EXTRAIT FOURNI>
-.-.-
Françoise Harf : Je dirais urbaine, très urbaine. J'ai travaillé avec des architectes et des urbanistes, dans un temps où j'étais au Groupe de Sociologie Urbaine. J'étais sociologue. Je faisais des enquêtes, des études, pour l'aménagement des villes nouvelles. Ensuite, j'ai été embauchée par le Ministère de la Jeunesse et des Sports, en tant que sociologue, chargée de missions. J'ai travaillé dans différents lieux : Lyon, Mayotte, Pau… Je suis à la retraite depuis quelques années.

Et, depuis quatre ans, je travaille mes photos. C'est à partir de mes seules photos que je travaille avec un logiciel de Photoshop. J'interviens jusqu'à ce que je trouve une nouvelle image qui me donne une émotion. Cela devient un tableau qui se situe entre la photo et la peinture.

 

J.S-R. : Vous trouvez une "nouvelle image" dans la réalité ? Ou à partir de ce que vous avez déjà transformé ?

F.H. : A partir. Le résultat intermédiaire m'amène à travailler dans un sens ou dans un autre. Par exemple, sur l'un, c'est plus une facture cubiste ; sur un autre, elle sera plus impressionniste, plus réaliste, plus abstraite…C'est l'émotion que je ressens en travaillant qui me fait arrêter mon choix sur un état de mon travail. Mais je pourrais encore continuer plus loin.

J.S-R. : Comment êtes-vous arrivée dans le monde de l'Art singulier ?

F.H. : Je m'y suis intéressée. J'ai parcouru quelques musées d'Art singulier. Et je suis allée à un festival à Dives-sur-Mer, qu'avait organisé Alberto Cuadros l'année dernière. J'y suis allée non pas pour exposer, mais pour voir. Et puis, j'ai fait connaissance sur Face book, de nombreuses personnes qui font de l'Art singulier. Cela m'a encouragée. J'ai rencontré Marthe, je lui ai parlé de ce que je faisais, et elle m'a demandé de lui envoyer un CD. Ce que j'ai fait, et elle m'a retenue.

Il est vrai que mon travail est un peu particulier, entre la photographie et la peinture, je le redis, et je n'ai pas d'autre exemple dans tout le festival, de ce type de travail.
-.-.-
ENREGISTREMENTS DE DONNÉES>
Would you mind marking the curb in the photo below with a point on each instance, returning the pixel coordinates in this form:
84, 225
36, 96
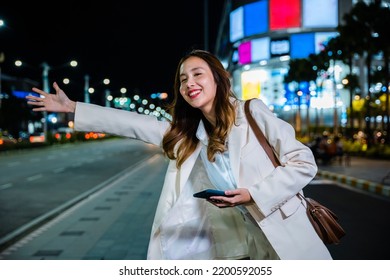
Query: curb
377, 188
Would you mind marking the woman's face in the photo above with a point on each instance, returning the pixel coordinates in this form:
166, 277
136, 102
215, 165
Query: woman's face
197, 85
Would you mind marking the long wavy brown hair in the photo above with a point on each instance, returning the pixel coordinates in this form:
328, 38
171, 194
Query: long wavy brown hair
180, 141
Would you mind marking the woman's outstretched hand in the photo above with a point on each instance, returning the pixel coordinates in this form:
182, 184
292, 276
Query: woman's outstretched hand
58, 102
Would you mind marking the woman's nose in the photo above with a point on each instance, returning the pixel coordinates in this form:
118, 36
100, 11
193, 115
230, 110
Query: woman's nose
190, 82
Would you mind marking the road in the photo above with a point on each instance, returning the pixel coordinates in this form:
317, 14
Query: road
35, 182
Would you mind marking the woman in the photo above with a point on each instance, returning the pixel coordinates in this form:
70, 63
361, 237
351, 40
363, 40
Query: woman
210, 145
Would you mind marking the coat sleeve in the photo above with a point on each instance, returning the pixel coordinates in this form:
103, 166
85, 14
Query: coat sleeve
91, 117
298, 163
-.-.-
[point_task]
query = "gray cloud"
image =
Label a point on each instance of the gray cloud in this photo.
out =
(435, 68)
-.-.-
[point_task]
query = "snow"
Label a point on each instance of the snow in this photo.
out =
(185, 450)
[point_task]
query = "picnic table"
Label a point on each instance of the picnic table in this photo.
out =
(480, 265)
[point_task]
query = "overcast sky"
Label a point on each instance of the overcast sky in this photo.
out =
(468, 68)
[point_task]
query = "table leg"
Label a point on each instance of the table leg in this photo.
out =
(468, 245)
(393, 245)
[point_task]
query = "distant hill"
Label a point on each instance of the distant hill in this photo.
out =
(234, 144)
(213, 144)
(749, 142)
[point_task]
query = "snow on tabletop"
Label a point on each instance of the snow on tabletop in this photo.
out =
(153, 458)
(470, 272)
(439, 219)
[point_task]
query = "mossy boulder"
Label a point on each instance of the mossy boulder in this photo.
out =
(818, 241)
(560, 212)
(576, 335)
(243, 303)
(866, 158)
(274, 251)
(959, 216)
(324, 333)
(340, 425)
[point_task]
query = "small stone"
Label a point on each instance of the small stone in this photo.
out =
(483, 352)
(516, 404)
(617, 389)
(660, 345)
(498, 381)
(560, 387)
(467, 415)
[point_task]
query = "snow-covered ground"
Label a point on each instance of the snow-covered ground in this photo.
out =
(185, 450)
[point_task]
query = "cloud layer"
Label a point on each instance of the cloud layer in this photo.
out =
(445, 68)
-.-.-
TRAVAIL DEMANDÉ>
A – D'après l'entretien avec Françoise Harf, depuis combien de temps travaille-t-elle ses photos ?
B – Indiquez si chacune des affirmations suivantes concorde avec l'entretien avec Françoise Harf, en répondant par oui ou par non et en citant les mots décisifs de l'entretien. (i) Elle a été embauchée comme sociologue par le Ministère de la Jeunesse et des Sports. (ii) Elle s'est rendue au festival de Dives-sur-Mer pour y exposer. (iii) Elle retravaille des photos prises par d'autres personnes.
C – Prolongez l'entretien avec Françoise Harf à partir de sa dernière phrase.
Les enregistrements forment un matériau à part, distinct de l'entretien avec Françoise Harf.

EXERCICES CORRIGÉS>
A – Depuis quatre ans.

B –
(i) Oui : « j'ai été embauchée par le Ministère de la Jeunesse et des Sports, en tant que sociologue, chargée de missions ».
(ii) Non : « J'y suis allée non pas pour exposer, mais pour voir. »
(iii) Non : « C'est à partir de mes seules photos que je travaille avec un logiciel de Photoshop. »

C –
 

J.S-R. : On pourrait dire que vous évoluez de la non-existence d'une ville définie par quelques lignes jaunes ; à des cités chargées ou surchargées dans des nuances de bleu, de vert ou de rouge. Ensuite, pour parvenir à l'hyperréalisme, vous avez créé celui qui est en-dessous…

F.H. : Oui, c'est la "Place de la grande Mosquée de Casablanca". Que j'ai travaillée avec un soubassement à cette place. Comme si la place avait recouvert une ville désaffectée. Une ville ancienne.

J.S-R. : En fait, vous ajoutez votre fiction à ce qui était, au départ, la réalité ?

F.H. : Oui. C'est l'émotion de la création, de l'assemblage. A côté, c'est l'intérieur de la plus vieille mosquée de Bobo Dioulasso, au Burkina Faso que j'ai traitée à ma façon. Cela ne ressemble pas à l'intérieur de la mosquée.

 

J.S-R. : J'avais pensé à une crypte.

F.H. : Voilà, c'est un peu cela.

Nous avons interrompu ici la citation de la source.